==== EXERCISE MATERIAL ====

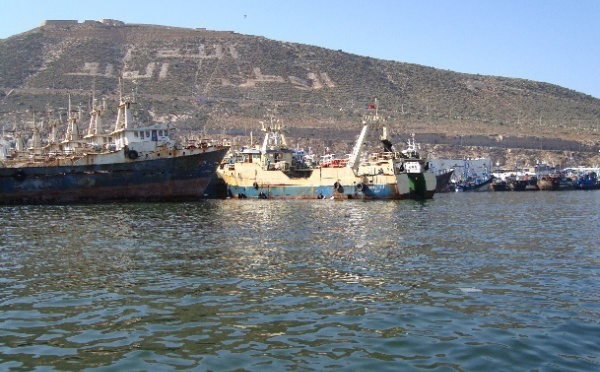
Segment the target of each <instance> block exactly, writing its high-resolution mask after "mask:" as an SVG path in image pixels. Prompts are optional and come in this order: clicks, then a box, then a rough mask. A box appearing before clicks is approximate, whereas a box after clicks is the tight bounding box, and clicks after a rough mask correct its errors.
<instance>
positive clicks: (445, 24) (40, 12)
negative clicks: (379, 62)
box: [0, 0, 600, 98]
mask: <svg viewBox="0 0 600 372" xmlns="http://www.w3.org/2000/svg"><path fill="white" fill-rule="evenodd" d="M0 9H1V12H0V39H5V38H8V37H10V36H13V35H17V34H20V33H22V32H26V31H29V30H31V29H34V28H36V27H38V26H39V24H40V23H41V22H42V21H43V20H47V19H68V20H78V21H80V22H82V21H84V20H100V19H105V18H109V19H117V20H120V21H124V22H126V23H147V24H157V25H164V26H175V27H186V28H206V29H208V30H216V31H234V32H237V33H240V34H244V35H253V36H264V37H266V38H269V39H273V40H278V41H287V42H292V43H302V44H309V45H315V46H320V47H324V48H328V49H333V50H343V51H344V52H348V53H353V54H357V55H361V56H369V57H373V58H380V59H385V60H392V61H398V62H407V63H415V64H419V65H424V66H430V67H435V68H439V69H444V70H451V71H456V72H463V73H469V74H480V75H494V76H503V77H511V78H523V79H528V80H535V81H541V82H546V83H551V84H556V85H560V86H562V87H565V88H568V89H572V90H575V91H578V92H581V93H584V94H589V95H591V96H593V97H595V98H600V24H599V21H598V20H599V19H600V0H413V1H408V0H368V1H365V0H360V1H359V0H165V1H160V0H153V1H148V0H102V1H88V0H0Z"/></svg>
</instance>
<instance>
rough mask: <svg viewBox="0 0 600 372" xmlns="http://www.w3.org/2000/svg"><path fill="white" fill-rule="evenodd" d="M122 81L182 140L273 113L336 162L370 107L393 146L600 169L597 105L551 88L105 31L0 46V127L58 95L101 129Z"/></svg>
mask: <svg viewBox="0 0 600 372" xmlns="http://www.w3.org/2000/svg"><path fill="white" fill-rule="evenodd" d="M120 79H121V80H122V81H123V86H124V87H125V90H127V91H128V92H131V90H135V92H136V95H137V101H138V102H139V104H138V108H139V115H140V118H141V119H142V120H145V121H169V122H172V123H173V125H174V126H175V127H177V128H178V130H179V131H180V132H181V133H195V132H199V131H204V132H208V134H213V135H219V136H227V137H229V138H234V139H235V138H238V139H239V140H240V141H241V140H242V138H244V140H245V138H247V137H248V136H249V134H250V131H254V133H255V135H256V134H257V132H258V130H259V124H258V121H259V120H262V119H263V117H264V115H265V113H267V112H276V113H277V115H278V117H279V118H280V119H281V120H283V121H284V122H285V123H286V124H287V126H288V128H289V131H290V137H292V138H294V142H298V144H300V145H302V146H309V145H310V146H313V147H317V148H318V147H333V148H336V146H338V147H339V150H338V151H344V149H343V147H344V146H348V144H349V143H351V141H352V140H353V139H354V138H355V136H356V135H357V134H358V131H359V127H360V117H361V115H362V114H363V113H364V112H365V109H366V108H367V107H368V106H369V104H371V103H373V102H374V99H375V98H377V100H378V102H379V107H380V113H381V114H383V115H385V116H386V117H387V118H388V122H389V123H390V124H391V127H392V131H393V133H394V134H395V136H396V138H397V141H398V142H400V141H401V140H402V138H405V137H406V136H407V135H408V133H417V134H418V136H417V139H419V138H420V140H421V142H423V143H424V144H426V145H427V146H428V150H429V151H431V152H434V153H436V154H438V155H440V156H449V155H451V153H452V152H454V153H455V154H454V156H459V155H461V154H465V156H475V153H478V154H479V153H481V155H485V154H486V150H485V149H488V150H489V149H490V148H494V149H509V148H521V149H528V150H527V151H530V150H531V151H558V153H559V157H562V158H565V157H567V158H571V159H573V156H574V154H576V155H575V156H582V157H583V158H585V159H587V160H589V161H597V162H600V159H597V154H598V145H599V144H600V142H599V140H600V136H599V131H598V129H599V128H598V125H599V121H600V100H598V99H596V98H593V97H591V96H589V95H585V94H582V93H578V92H575V91H573V90H569V89H565V88H562V87H559V86H556V85H552V84H547V83H541V82H536V81H530V80H524V79H512V78H503V77H496V76H483V75H472V74H462V73H457V72H452V71H446V70H440V69H435V68H431V67H425V66H420V65H415V64H408V63H402V62H397V61H386V60H380V59H375V58H370V57H363V56H358V55H354V54H349V53H345V52H343V51H341V50H337V51H336V50H329V49H324V48H320V47H316V46H310V45H303V44H295V43H289V42H281V41H274V40H269V39H266V38H264V37H259V36H247V35H240V34H237V33H234V32H217V31H210V30H206V29H182V28H174V27H165V26H155V25H140V24H124V23H123V22H119V21H114V20H103V21H98V22H97V21H85V22H77V21H47V22H45V23H43V24H42V25H41V26H40V27H38V28H36V29H33V30H31V31H28V32H25V33H22V34H19V35H15V36H12V37H10V38H7V39H3V40H0V127H3V128H4V129H5V130H12V129H13V128H15V126H16V128H17V129H18V130H27V129H28V128H29V129H31V128H32V126H33V125H34V124H33V123H34V122H35V123H36V124H35V125H38V126H39V125H42V124H38V122H42V123H44V122H45V123H48V122H50V121H52V120H56V119H57V118H58V117H61V118H63V119H64V117H65V116H64V115H65V114H64V112H65V107H66V105H67V102H68V96H69V95H70V96H71V99H72V102H73V103H74V104H75V105H76V106H79V107H81V111H82V112H87V111H88V109H89V105H90V102H91V98H92V96H95V97H102V98H104V99H106V102H107V112H106V113H105V115H106V117H107V119H106V120H107V121H109V122H110V120H111V119H110V118H112V117H113V116H112V115H115V114H116V102H117V99H118V87H119V80H120ZM295 144H296V143H294V145H295ZM473 149H475V150H473ZM479 149H483V150H482V151H479ZM467 151H470V153H467ZM489 151H492V153H493V152H494V151H496V150H489ZM489 151H488V152H487V153H488V154H489V153H490V152H489ZM511 152H512V153H514V151H511ZM524 152H525V151H524ZM502 153H503V154H505V155H501V154H500V153H498V154H496V155H495V156H498V157H500V158H502V156H506V153H507V152H506V151H504V152H502ZM577 154H582V155H577ZM546 155H548V154H546ZM461 156H462V155H461ZM533 156H537V157H541V156H542V155H540V154H535V155H533ZM548 156H549V155H548ZM512 160H514V159H512V158H510V159H509V158H506V159H503V160H502V161H506V162H510V161H512ZM527 160H529V159H527ZM523 161H525V160H523ZM560 162H561V163H562V162H564V159H560Z"/></svg>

====

§ **WHAT IS NEEDED**:
Reproduce the lines above, beginning at the line with "positive clicks: (445, 24) (40, 12)" and stopping after the line with "negative clicks: (379, 62)", exactly as they are.

§ **ANSWER SPACE**:
positive clicks: (445, 24) (40, 12)
negative clicks: (379, 62)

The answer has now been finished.